**Your instructions**
Rewrite every one of the records below, replacing "largest circle" with "biggest circle" each time it appears and leaving everything else unchanged. Leave the pictures out of your answer.

**Data to process**
◇ ◇ ◇ ◇
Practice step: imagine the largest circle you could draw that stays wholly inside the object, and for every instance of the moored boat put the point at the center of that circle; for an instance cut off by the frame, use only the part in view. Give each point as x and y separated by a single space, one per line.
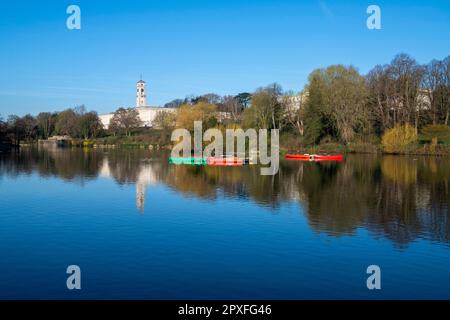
188 161
314 157
225 161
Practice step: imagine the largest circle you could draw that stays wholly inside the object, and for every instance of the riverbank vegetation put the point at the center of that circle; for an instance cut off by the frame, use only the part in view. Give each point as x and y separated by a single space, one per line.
400 107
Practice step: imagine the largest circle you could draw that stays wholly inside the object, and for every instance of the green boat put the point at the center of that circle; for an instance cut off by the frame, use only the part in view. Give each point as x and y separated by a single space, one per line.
189 161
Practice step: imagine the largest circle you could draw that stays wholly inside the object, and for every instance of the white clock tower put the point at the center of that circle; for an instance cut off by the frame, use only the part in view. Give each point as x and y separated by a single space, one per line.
140 95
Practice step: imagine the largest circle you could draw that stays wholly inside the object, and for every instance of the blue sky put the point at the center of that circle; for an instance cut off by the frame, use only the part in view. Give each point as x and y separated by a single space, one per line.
◇ ◇ ◇ ◇
**Written solution**
Practice step: imagine the biggest circle you could draw that stays wholly inside the object, and for every instance of the moored boat put the point at the center of that circle; for an instance cut off by the frame, use only the part in view. Give each point as x and y separated by a single space, one per line.
188 161
314 157
225 161
Practice step: imagine the biggest circle you could draw that stays wholly inside the object, and for every instance of the riverbank vegetation put the point at the center of that circle; for an instance cut off by the frame, use only the part in view. Give each point as x and y separated by a single space, one per line.
400 107
Practice step: imagine the biggest circle you could draw that stays wholly inside the object, and for every instance of the green boat put the point at the center of that circle; for an instance cut off by the frame, use only the part in view. Give each point as x and y separated by a single space, one per line.
189 161
Practice step: imagine the biggest circle you could draw that stays wholly inside the object, and for every instance of the white clock tower put the point at the center of that circle; for an instance cut off by the frame, use only the part in view. Give each point as x and y separated by a single space, one per line.
140 95
Practice step: imagine the biggest circle you could draw that stays wholly inside the object, and for every instance of the blue sky put the point at the center of that circle; for an instance cut off by the frame, use only the part in view. Give each point as x and y separated by a single space, one per line.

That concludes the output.